### ACTIVITY LIST
a - In the editorial, how many educational centers did the University of Iowa announce it would shut down?
b - Using the editorial, explain what it objects to in how the University of Iowa decided to close the centers.

Pale ‘I’ on white flag of surrender

oldcap-flowersChange the mascot from a hawk to a chicken. Bleach the black and gold out of that flag before cheerleaders run it past 70,000 people in the football stadium.

Iowa faces the greatest challenges perhaps in our lifetimes to higher education and lifelong learning opportunities. These challenges are fomented by a band of political opportunists who are driving down our public investments where they are most needed. In the face of these attacks, administrators at the University of Iowa quake in their otherwise comfortable chairs and do the bidding of those who would diminish or even destroy higher education.

Already weak pushing back against funding challenges that the Board of Regents blame for raising tuition, the UI this week announced plans to shut down seven educational centers and make reductions in 3 to 6 more. It was a unilateral decision and one done behind closed doors, with no input from those most affected — much as the Legislature and Governor have done in the last year and a half on a range of issues from workers’ rights to tax policy to local government authority.

Not surprisingly, a center serving working families — the Labor Center — is one that stands out on the list of planned closings. This comes a year after the gutting of collective bargaining, workers’ compensation and minimum-wage laws, and amid plans to destabilize public employee pensions.

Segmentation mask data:
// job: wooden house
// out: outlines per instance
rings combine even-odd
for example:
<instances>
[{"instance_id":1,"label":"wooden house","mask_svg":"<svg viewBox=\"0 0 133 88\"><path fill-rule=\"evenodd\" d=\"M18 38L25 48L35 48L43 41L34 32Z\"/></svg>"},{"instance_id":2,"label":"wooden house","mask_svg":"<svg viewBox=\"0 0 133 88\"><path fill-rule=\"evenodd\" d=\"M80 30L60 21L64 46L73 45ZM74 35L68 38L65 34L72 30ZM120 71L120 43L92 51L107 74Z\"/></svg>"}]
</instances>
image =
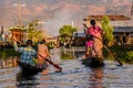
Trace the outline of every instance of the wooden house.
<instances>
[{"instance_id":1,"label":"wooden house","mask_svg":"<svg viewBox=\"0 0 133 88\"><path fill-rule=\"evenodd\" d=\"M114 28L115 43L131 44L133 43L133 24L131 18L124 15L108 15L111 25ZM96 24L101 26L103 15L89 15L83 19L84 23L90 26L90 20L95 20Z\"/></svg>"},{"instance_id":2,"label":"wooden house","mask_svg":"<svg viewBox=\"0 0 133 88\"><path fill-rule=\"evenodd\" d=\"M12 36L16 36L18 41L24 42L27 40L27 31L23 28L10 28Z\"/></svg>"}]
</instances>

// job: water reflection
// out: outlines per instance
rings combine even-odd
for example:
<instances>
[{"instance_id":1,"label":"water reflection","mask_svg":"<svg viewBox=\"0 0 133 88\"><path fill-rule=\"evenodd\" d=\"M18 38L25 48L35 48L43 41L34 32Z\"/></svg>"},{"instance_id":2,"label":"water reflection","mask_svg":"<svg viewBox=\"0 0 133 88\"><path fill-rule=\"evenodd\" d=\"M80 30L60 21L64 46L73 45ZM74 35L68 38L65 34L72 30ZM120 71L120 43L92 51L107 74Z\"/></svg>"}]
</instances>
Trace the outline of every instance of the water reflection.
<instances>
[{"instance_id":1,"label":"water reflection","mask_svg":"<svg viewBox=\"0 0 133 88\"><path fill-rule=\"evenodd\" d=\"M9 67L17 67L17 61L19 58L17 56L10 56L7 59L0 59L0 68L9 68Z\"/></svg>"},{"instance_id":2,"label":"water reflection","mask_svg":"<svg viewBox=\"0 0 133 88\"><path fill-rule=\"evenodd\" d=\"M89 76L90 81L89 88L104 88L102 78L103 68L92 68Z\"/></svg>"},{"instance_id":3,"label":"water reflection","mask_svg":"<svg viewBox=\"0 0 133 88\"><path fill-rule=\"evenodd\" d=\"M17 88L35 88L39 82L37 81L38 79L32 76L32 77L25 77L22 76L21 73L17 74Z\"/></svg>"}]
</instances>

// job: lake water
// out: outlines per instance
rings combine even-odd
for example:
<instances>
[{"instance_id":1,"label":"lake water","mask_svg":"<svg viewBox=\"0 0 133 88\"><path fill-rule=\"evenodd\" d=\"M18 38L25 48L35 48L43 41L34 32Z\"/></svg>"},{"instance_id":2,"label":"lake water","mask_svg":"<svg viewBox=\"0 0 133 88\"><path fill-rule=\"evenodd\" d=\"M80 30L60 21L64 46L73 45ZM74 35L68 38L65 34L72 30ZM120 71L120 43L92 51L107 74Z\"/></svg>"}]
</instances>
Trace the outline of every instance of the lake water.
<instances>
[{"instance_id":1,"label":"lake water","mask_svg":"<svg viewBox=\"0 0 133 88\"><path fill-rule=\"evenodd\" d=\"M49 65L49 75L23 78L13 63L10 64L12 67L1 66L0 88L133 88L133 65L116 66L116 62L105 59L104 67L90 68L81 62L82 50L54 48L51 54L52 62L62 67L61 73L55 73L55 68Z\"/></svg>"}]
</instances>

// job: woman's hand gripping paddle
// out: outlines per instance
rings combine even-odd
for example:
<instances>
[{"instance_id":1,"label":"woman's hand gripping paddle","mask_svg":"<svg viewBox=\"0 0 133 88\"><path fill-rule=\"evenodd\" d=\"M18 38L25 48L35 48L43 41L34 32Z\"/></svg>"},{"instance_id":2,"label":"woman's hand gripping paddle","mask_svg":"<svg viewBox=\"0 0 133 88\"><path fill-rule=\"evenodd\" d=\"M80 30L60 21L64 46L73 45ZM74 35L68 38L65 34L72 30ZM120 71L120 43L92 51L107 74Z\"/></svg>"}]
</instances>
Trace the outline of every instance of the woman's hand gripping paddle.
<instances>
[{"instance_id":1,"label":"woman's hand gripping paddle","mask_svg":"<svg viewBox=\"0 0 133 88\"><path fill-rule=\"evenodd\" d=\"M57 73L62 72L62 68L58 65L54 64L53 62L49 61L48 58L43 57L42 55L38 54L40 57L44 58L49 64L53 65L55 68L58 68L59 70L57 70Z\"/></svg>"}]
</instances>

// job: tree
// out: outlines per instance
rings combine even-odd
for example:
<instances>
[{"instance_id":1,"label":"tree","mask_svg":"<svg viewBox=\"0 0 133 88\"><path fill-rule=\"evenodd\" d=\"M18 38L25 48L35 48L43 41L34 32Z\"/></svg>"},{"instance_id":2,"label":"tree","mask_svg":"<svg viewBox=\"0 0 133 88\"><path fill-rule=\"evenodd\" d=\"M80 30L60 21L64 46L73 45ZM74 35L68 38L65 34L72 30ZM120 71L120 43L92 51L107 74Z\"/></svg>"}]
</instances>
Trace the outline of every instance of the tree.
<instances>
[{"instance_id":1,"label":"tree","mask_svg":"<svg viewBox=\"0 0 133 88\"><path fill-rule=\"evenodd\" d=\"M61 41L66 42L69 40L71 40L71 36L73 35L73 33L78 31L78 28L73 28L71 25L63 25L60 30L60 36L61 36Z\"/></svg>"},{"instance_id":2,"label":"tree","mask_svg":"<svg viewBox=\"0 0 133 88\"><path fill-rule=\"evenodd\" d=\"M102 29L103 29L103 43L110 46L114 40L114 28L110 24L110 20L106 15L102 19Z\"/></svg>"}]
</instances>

* * *

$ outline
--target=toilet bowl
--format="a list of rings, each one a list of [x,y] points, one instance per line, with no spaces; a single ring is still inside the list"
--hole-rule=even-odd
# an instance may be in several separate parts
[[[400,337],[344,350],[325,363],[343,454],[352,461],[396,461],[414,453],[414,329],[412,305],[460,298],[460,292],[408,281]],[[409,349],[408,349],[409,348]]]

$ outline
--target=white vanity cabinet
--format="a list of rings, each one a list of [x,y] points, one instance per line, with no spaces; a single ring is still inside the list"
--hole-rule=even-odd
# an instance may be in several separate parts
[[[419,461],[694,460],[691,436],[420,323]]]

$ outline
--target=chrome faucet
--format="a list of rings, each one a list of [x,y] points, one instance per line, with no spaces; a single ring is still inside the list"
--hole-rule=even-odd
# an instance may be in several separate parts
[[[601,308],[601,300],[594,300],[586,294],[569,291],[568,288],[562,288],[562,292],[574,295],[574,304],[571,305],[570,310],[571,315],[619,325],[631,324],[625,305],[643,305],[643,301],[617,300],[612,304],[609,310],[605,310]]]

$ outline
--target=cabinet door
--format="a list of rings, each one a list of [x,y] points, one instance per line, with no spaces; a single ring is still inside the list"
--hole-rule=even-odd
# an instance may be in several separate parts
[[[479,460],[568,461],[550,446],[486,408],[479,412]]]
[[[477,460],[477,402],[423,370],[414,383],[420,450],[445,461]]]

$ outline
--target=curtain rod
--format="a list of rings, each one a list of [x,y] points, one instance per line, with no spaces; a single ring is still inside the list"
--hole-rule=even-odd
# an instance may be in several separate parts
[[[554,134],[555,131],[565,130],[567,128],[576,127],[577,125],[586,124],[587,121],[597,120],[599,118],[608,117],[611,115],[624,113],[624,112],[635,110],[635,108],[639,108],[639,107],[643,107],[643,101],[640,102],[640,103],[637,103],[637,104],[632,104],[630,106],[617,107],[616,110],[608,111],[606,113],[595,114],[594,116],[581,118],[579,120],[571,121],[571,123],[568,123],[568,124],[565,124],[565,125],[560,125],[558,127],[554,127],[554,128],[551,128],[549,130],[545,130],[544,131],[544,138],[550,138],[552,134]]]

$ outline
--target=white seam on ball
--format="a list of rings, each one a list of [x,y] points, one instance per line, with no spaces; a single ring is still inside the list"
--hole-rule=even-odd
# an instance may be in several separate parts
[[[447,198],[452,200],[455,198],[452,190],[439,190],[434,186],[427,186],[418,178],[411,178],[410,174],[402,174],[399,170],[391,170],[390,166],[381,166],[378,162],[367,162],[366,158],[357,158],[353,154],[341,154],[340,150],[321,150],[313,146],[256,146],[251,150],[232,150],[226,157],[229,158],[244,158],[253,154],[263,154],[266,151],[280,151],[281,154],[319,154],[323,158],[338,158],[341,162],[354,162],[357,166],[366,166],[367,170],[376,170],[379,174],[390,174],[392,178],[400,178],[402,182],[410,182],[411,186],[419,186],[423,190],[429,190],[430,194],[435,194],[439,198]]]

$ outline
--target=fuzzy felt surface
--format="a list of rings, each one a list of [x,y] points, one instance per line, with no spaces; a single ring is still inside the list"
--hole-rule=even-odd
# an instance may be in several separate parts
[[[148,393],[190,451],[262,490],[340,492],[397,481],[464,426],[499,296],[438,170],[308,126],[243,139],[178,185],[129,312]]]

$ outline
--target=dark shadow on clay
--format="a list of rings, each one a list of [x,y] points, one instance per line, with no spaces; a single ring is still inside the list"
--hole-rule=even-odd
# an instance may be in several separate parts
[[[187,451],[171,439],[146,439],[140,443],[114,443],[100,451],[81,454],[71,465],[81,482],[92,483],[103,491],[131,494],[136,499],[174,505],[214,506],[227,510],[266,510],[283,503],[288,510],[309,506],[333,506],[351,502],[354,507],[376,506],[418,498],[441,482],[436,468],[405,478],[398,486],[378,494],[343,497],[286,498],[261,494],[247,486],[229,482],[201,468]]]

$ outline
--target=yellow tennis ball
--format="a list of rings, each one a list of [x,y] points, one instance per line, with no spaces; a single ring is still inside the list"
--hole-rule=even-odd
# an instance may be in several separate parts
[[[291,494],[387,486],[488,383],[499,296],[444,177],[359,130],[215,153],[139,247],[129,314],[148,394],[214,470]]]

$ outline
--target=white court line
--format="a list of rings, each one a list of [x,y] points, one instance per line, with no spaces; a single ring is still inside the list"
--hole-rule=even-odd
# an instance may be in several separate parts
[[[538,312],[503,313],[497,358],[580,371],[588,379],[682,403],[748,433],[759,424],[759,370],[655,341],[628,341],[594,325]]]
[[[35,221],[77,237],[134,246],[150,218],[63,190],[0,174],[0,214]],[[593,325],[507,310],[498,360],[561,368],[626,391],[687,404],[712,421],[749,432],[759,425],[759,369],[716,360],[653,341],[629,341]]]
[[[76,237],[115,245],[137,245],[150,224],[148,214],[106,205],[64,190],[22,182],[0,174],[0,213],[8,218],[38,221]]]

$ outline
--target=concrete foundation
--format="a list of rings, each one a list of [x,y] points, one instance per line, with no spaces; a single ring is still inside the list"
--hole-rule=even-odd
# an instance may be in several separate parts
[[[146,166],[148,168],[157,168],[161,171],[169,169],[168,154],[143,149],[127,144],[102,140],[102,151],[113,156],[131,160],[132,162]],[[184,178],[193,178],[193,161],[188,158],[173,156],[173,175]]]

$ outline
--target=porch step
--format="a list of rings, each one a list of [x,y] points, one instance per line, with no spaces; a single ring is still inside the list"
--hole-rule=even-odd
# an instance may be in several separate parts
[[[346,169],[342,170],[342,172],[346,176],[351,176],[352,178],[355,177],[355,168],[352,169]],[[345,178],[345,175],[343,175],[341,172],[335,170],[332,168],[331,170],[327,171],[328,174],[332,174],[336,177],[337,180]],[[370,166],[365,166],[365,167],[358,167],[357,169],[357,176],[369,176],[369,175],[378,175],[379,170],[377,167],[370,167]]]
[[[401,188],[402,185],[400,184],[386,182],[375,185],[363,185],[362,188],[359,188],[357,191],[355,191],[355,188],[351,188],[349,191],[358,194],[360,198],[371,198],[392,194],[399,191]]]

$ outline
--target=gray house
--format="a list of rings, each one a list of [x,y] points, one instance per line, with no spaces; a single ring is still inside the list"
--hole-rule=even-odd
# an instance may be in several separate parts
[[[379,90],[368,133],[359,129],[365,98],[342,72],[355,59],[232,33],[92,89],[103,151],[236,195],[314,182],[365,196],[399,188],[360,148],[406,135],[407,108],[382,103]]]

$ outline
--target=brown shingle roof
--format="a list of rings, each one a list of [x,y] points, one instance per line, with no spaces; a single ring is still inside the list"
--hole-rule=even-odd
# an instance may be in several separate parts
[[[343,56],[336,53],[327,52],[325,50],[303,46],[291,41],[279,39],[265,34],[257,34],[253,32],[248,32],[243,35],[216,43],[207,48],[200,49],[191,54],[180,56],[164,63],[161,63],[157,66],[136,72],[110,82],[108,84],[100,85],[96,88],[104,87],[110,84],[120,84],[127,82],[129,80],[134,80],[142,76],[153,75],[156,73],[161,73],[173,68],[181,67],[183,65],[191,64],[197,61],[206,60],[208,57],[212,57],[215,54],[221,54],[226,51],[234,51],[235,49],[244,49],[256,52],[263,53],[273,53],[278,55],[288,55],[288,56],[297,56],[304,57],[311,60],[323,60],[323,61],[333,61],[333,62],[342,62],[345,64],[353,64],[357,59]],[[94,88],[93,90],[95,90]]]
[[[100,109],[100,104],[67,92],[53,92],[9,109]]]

### ANSWERS BY ITEM
a - Seven, with reductions planned in 3 to 6 more.

b - The editorial objects that the decision was unilateral and made behind closed doors, with no input from the people most affected. It compares this to how the Legislature and Governor acted over the past year and a half on issues such as workers' rights, tax policy and local government authority.